Task instructions: Reproduce every line of the material below, swapping each "Might I ask you to" for "Please" and changing nothing else. Leave the pictures out.

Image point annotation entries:
╭──
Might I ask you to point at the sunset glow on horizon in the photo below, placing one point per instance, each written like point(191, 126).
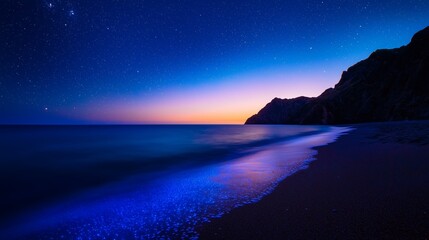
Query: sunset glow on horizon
point(166, 62)
point(230, 101)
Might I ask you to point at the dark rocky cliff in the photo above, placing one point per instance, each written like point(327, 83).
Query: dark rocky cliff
point(390, 85)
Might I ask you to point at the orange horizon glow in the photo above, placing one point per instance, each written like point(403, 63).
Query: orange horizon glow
point(230, 101)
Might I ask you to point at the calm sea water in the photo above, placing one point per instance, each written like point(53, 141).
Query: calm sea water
point(141, 182)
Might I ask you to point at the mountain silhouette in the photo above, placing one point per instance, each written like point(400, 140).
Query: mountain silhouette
point(390, 85)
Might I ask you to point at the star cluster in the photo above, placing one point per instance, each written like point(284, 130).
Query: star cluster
point(61, 59)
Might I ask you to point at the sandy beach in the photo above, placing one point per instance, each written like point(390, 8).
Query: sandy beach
point(370, 184)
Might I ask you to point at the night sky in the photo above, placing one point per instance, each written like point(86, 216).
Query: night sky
point(194, 61)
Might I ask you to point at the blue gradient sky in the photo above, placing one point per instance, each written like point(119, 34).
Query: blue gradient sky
point(69, 61)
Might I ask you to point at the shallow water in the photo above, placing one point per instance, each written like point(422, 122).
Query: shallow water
point(143, 182)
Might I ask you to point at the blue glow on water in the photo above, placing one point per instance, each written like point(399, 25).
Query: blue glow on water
point(171, 206)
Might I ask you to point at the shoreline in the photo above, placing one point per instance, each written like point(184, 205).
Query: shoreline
point(372, 183)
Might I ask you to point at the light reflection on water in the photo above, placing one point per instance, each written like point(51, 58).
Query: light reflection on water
point(171, 207)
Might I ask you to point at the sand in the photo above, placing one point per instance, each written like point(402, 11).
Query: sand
point(371, 184)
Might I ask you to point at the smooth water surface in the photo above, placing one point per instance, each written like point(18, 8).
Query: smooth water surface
point(141, 182)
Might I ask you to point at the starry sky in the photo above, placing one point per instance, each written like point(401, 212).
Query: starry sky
point(183, 61)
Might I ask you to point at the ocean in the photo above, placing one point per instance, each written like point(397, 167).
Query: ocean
point(141, 181)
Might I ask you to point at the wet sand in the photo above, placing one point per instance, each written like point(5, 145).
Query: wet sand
point(371, 184)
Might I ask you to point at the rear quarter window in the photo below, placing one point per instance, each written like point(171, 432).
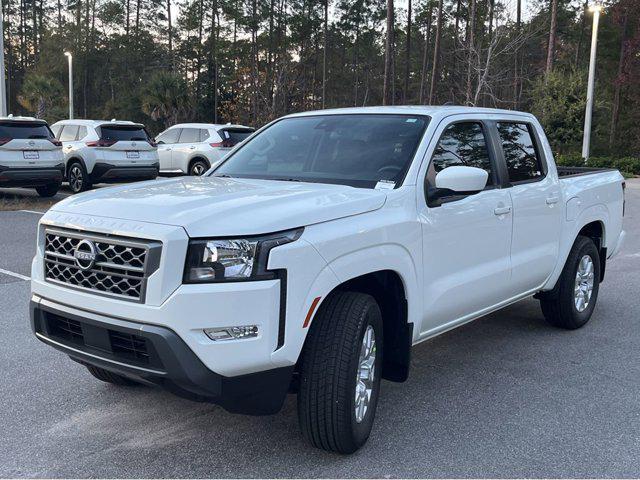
╰──
Output for this task:
Please point at the sunset glow on horizon in the photo below, placing one point per instance, each written like point(191, 126).
Query: sunset glow on horizon
point(166, 62)
point(230, 101)
Please point at the dark rocky cliff in the photo above, placing one point per instance, each written like point(327, 83).
Query: dark rocky cliff
point(390, 85)
Please point at the orange horizon glow in the photo above, placing one point per instance, each written like point(403, 63).
Query: orange horizon glow
point(230, 101)
Please point at the calm sea water in the photo above, placing one point per instance, each written like point(53, 141).
Query: calm sea water
point(141, 182)
Please point at the mountain silhouette in the photo above, placing one point per instance, each written like point(400, 140).
Query: mountain silhouette
point(390, 85)
Please point at the star cluster in the photo above, placing one point per instance, each written like point(284, 130).
Query: star cluster
point(61, 59)
Please point at the sandy beach in the photo above, placing one point per instance, each written like point(390, 8).
Query: sandy beach
point(370, 184)
Please point at the night sky in the photo above, placing one point per instance, each written like point(86, 216).
Query: night sky
point(194, 61)
Please point at the blue gradient sky in the photo above, placing one point per instance, each written like point(119, 34).
Query: blue gradient sky
point(69, 61)
Please point at the shallow water in the photo above, placing one point per instance, each written like point(422, 122).
Query: shallow water
point(143, 182)
Please point at the blue glow on water in the photo above, placing one point per instance, each written like point(399, 25).
Query: blue glow on water
point(171, 206)
Please point at the shoreline in the photo above, placing one point per instance, each written like point(184, 205).
Query: shoreline
point(372, 183)
Please point at the light reflection on water in the photo above, placing one point per instance, each written like point(51, 58).
Query: light reflection on water
point(171, 207)
Please point at the sand in the photo above, placing one point per instance, each written like point(402, 11).
Query: sand
point(371, 184)
Please point at the smooth water surface in the photo above, placing one point per instance, each written like point(18, 8).
Query: smooth water surface
point(141, 182)
Please point at the starry sky in the photo above, placing one point per instance, each written like point(401, 212).
Query: starry sky
point(183, 61)
Please point at the ocean in the photo above, placing one point per instance, each written like point(397, 167).
Query: ocean
point(141, 181)
Please point at the wet sand in the photo above, placing one point per instance, each written like point(5, 145).
Query: wet sand
point(371, 184)
Please point at the rear quarter window in the photo below, placing one point per instance, each written like point(171, 432).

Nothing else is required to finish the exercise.